There was a problem, though. A sever problem with Soyuz. The primary designed and genius behind the Soviet space program, Sergei Korolev, had died in early 1966. The genius behind Sputnik, the R-7 missile, the Vostok Spacecraft, and the man behind the core design and logic of Soyuz, died well before this mission could, no pun intended, get off the ground.
Soyuz wasn’t quite right. While there were unmanned test flights before the planned launch of Soyuz 1, and only one of these even made it to orbit, and that flight wasn’t even all that successful – the vehicle suffered loss of orientation (attitude) control, and while it did successfully re-enter, it crashed into the iced over Aral Sea and had to be recovered from the water by divers (Soyuz and other Russian spacecraft traditionally have landed on, well, land). Still, it was determined Soyuz was good enough to launch.
It wasn’t, and engineers and crew for the flight knew this, with a reported over 200 flaws documented in the vehicles design. The engineers and chosen pilot, Vladimir Komarov (who had previously flown on the historic Voshkod 1 Mission), voiced their objections to the quality and general design of the Soyuz 7K-OK vehicle variation that was to be flown, but those in charge demanded the mission happen regardless. The backup pilot, Yuri Gagarin, tried to get himself slated to replace Komarov on the flight, thinking that the Soviets wouldn’t risk him on the flawed spacecraft, but Komarov wouldn’t allow this to happen: He would fly a spacecraft that he felt would probably kill him.

▶ [PROVIDED MATERIAL]

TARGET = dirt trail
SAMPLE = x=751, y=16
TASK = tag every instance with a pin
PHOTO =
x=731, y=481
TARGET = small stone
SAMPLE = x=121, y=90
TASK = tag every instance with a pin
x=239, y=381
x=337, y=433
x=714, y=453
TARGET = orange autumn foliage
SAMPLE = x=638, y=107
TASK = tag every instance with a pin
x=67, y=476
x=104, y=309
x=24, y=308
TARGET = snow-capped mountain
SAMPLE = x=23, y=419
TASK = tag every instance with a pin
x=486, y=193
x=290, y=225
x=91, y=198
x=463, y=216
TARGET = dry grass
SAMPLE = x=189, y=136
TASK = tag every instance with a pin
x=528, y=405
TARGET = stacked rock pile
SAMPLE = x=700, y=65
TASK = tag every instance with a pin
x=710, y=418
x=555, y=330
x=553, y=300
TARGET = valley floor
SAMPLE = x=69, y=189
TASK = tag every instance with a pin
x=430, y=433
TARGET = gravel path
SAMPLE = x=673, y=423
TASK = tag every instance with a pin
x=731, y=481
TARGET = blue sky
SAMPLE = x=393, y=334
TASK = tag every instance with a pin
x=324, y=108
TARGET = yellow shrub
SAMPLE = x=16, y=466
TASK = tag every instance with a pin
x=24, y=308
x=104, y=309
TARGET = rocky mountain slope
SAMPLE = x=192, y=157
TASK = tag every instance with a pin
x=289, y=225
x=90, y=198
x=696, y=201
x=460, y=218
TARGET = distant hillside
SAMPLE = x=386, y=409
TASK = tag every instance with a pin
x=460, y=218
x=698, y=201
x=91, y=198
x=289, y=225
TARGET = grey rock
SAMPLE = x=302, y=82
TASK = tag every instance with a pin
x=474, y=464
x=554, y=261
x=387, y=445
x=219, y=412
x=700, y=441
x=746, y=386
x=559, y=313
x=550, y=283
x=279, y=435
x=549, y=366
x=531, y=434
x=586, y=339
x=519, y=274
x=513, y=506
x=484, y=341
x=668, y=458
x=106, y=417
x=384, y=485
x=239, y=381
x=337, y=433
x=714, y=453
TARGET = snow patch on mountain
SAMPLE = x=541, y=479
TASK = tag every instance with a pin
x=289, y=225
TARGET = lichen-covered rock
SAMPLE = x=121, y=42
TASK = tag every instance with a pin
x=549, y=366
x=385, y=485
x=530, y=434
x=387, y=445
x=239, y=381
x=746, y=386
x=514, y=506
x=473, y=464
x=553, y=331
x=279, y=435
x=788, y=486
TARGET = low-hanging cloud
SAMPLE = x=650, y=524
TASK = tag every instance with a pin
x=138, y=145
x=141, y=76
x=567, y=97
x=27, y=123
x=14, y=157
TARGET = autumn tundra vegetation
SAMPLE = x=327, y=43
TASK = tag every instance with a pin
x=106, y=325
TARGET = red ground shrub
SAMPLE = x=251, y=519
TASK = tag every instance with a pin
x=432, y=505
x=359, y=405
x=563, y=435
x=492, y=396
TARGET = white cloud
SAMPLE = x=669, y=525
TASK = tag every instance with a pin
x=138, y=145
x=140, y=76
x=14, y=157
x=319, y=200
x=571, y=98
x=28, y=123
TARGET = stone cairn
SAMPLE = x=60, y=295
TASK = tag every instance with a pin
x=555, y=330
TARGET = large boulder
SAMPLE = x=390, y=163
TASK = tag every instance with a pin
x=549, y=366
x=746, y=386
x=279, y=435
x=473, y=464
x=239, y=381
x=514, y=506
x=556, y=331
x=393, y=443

▶ [YOUR INSTRUCTIONS] Reproduce the part of the Soyuz 1 passage that opens with the words "There was a" and closes with "off the ground.". The data has nothing to do with the Soyuz 1 passage.

▶ [RESPONSE]
There was a problem, though. A sever problem with Soyuz. The primary designed and genius behind the Soviet space program, Sergei Korolev, had died in early 1966. The genius behind Sputnik, the R-7 missile, the Vostok Spacecraft, and the man behind the core design and logic of Soyuz, died well before this mission could, no pun intended, get off the ground.